* Requirement
Please quote only the lines that start at the one with "Where can you spot the red tile" and go on to the last line of the data, both ends kept.

* Entries provided
● ● ● ●

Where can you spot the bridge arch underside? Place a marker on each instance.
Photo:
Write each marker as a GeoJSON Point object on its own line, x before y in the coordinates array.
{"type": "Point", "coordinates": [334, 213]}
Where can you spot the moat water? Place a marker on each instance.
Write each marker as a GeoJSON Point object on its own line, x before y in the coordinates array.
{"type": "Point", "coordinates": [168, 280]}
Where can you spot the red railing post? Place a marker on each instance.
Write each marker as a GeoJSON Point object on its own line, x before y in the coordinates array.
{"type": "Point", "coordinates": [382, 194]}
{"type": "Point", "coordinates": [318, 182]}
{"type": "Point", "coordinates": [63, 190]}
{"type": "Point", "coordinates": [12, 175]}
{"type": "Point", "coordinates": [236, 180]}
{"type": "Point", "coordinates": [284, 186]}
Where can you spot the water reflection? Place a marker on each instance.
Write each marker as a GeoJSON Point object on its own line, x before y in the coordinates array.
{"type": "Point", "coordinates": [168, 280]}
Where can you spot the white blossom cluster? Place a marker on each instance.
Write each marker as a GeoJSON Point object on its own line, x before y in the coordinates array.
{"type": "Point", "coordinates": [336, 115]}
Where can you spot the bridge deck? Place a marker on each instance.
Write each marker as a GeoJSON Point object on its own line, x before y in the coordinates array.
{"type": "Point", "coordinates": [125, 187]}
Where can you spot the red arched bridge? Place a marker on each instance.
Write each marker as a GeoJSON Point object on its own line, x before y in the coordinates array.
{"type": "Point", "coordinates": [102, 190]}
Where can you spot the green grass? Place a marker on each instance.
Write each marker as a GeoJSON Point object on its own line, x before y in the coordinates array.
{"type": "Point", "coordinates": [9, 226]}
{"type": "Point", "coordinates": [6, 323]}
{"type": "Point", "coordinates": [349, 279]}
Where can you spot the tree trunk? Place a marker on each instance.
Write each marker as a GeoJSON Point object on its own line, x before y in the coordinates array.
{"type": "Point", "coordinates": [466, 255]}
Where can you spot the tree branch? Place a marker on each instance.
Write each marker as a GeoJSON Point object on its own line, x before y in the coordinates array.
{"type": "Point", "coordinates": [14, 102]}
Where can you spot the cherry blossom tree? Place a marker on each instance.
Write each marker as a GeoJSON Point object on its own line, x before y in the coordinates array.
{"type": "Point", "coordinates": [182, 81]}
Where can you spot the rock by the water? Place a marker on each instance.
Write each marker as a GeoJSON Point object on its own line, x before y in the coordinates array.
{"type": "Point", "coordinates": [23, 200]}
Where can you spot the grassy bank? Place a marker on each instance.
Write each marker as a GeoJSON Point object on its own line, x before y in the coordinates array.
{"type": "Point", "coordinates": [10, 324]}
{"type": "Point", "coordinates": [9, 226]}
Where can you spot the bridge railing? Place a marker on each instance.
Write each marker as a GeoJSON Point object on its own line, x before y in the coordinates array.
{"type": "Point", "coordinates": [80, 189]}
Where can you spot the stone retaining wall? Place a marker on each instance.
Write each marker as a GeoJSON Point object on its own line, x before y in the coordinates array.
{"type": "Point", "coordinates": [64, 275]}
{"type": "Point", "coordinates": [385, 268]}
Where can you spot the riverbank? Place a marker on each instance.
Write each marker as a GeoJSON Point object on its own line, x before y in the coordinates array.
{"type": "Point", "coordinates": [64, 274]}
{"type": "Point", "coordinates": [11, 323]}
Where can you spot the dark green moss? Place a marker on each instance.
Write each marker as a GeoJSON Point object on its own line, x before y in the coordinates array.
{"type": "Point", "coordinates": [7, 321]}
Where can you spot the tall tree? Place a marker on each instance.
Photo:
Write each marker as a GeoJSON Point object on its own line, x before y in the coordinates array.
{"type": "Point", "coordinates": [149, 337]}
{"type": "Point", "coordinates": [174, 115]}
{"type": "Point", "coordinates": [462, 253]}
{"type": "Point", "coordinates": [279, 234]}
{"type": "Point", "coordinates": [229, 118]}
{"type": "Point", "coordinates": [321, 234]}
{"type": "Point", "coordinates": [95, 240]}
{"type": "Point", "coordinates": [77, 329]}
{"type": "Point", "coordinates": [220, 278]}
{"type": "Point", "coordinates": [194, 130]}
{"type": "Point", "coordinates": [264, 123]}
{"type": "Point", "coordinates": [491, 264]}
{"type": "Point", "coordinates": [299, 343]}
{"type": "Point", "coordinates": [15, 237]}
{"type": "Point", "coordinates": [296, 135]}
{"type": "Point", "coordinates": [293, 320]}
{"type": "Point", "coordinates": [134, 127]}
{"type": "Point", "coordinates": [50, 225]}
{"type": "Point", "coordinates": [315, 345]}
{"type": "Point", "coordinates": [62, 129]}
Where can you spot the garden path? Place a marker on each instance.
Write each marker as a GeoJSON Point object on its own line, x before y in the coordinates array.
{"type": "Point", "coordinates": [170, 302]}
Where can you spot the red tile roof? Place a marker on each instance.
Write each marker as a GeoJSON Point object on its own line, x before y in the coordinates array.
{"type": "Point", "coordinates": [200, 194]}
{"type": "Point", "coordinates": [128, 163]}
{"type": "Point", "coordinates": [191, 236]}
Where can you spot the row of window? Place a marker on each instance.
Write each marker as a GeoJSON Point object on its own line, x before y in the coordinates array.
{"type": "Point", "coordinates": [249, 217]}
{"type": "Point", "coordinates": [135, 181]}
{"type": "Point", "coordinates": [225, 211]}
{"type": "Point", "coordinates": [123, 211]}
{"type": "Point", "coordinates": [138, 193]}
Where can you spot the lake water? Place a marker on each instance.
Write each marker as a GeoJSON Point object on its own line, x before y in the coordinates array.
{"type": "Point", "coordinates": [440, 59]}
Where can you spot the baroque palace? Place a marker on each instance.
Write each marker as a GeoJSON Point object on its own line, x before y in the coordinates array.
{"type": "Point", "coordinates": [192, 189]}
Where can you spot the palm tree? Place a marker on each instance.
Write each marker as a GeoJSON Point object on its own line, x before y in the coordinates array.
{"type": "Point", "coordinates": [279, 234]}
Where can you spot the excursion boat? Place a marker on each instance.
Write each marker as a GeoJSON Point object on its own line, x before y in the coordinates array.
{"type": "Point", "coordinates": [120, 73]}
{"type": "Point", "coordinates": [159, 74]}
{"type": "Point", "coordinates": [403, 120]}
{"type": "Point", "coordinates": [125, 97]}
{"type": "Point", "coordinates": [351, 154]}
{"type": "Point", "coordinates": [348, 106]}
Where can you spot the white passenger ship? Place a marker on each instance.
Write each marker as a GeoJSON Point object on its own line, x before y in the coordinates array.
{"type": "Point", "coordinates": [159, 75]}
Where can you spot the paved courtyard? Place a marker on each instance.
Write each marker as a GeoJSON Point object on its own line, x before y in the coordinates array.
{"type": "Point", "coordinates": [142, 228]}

● ● ● ●

* Task response
Where can you spot the red tile roof? Place a marker on each instance.
Write each marker as a GeoJSON Point object on its own line, x before y in the coordinates array.
{"type": "Point", "coordinates": [200, 194]}
{"type": "Point", "coordinates": [128, 163]}
{"type": "Point", "coordinates": [191, 236]}
Where can you spot the row of window? Place a marker on each instance.
Write each marker as a GeoJSON Point object on its own line, x before y in the coordinates array.
{"type": "Point", "coordinates": [249, 217]}
{"type": "Point", "coordinates": [135, 181]}
{"type": "Point", "coordinates": [225, 211]}
{"type": "Point", "coordinates": [123, 211]}
{"type": "Point", "coordinates": [138, 193]}
Where can you spot the lake water? Place a marker on each instance.
Write each marker as a GeoJSON Point object on its own line, x before y in the coordinates array.
{"type": "Point", "coordinates": [440, 59]}
Where can you spot the baroque palace? Place a marker on each instance.
Write each marker as a GeoJSON Point object on its own line, x before y in the coordinates array.
{"type": "Point", "coordinates": [192, 189]}
Where can you spot the palm tree? Place a marker on each instance.
Write each marker as a GeoJSON Point object on its own line, x before y in the coordinates array.
{"type": "Point", "coordinates": [279, 234]}
Where can you spot the excursion boat? Place a marker on each instance.
Write each marker as a GeoJSON Point object on its own line, x before y in the coordinates array.
{"type": "Point", "coordinates": [120, 73]}
{"type": "Point", "coordinates": [159, 74]}
{"type": "Point", "coordinates": [403, 120]}
{"type": "Point", "coordinates": [125, 97]}
{"type": "Point", "coordinates": [351, 154]}
{"type": "Point", "coordinates": [348, 106]}
Where can you spot the white passenger ship? Place a marker on each instance.
Write each marker as a GeoJSON Point object on its own line, x before y in the coordinates array.
{"type": "Point", "coordinates": [159, 75]}
Where can you spot the paved courtyard? Place a marker on each instance.
Write each marker as a GeoJSON Point object on its own line, x before y in the coordinates array.
{"type": "Point", "coordinates": [142, 228]}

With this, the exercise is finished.